EXERCISE REQUIREMENTS: Rescale the part of the items that opens with the line containing "Point to every instance of the wooden pew" and closes with the last line of the items. Rewrite only those lines, requests included, multiplying every answer coordinate by 0.5 and rounding to whole numbers with halves going up, and leave the numbers in the requests and their format samples unchanged.

THE DATA:
•••••
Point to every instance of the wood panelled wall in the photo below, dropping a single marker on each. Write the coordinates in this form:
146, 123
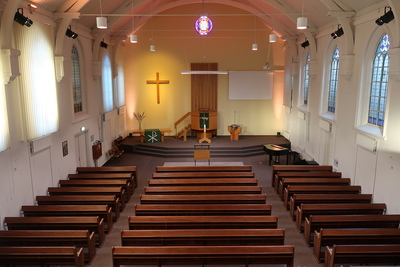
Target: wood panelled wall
204, 87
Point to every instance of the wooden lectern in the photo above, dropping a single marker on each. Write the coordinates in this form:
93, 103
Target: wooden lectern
197, 126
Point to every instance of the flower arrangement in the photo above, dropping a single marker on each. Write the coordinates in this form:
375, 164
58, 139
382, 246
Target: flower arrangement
139, 117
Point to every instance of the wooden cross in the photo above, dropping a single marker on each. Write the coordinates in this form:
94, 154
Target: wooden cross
158, 82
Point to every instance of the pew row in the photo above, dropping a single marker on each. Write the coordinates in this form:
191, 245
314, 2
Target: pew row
318, 189
202, 209
103, 211
306, 210
298, 168
298, 199
110, 201
117, 192
43, 256
106, 176
285, 182
329, 237
220, 174
204, 199
202, 222
202, 237
126, 186
92, 224
201, 190
203, 255
204, 182
362, 254
238, 168
111, 169
43, 238
316, 222
281, 175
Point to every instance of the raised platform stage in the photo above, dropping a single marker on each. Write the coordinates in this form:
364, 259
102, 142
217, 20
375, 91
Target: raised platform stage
221, 146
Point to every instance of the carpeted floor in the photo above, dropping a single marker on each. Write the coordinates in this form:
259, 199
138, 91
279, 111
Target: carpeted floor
146, 166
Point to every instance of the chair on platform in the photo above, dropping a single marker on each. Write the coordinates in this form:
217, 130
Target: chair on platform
201, 152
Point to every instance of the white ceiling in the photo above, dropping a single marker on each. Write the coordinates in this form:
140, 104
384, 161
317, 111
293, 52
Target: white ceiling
277, 14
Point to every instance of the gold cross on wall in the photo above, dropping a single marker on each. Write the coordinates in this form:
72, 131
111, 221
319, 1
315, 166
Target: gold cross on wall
158, 82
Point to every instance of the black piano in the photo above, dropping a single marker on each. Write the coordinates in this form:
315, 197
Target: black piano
276, 151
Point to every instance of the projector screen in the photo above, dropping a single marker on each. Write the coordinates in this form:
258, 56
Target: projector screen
250, 85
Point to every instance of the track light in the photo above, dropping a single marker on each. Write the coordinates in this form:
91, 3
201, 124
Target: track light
70, 33
386, 18
337, 33
21, 19
305, 44
103, 44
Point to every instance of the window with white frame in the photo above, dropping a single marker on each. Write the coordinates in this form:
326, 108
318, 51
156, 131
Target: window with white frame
76, 80
108, 95
333, 81
37, 81
306, 80
379, 83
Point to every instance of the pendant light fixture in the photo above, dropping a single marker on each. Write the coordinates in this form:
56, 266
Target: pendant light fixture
302, 21
101, 21
133, 37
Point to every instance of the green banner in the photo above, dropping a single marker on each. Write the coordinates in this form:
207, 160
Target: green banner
204, 120
152, 136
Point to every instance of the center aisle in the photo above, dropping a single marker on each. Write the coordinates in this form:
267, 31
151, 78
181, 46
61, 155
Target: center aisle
146, 166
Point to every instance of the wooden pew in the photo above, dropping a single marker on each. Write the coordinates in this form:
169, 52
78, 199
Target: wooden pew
44, 256
204, 182
305, 210
169, 175
285, 182
92, 224
202, 209
316, 222
117, 192
129, 177
298, 168
42, 238
201, 237
201, 190
318, 189
202, 222
204, 199
280, 175
362, 254
298, 199
103, 211
125, 185
111, 169
235, 168
193, 255
111, 201
357, 236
•••••
EXERCISE OUTPUT:
Point to every instance of the wooden pew in the photo above, dropping a single marker on each. Write the coordinates in this form:
169, 52
78, 199
Target: wooden pew
22, 128
102, 91
153, 105
85, 88
143, 91
46, 112
101, 105
158, 111
59, 96
65, 89
149, 84
21, 119
101, 119
101, 95
159, 95
101, 111
102, 100
140, 88
181, 127
149, 100
52, 106
63, 93
56, 85
118, 84
97, 128
56, 101
179, 118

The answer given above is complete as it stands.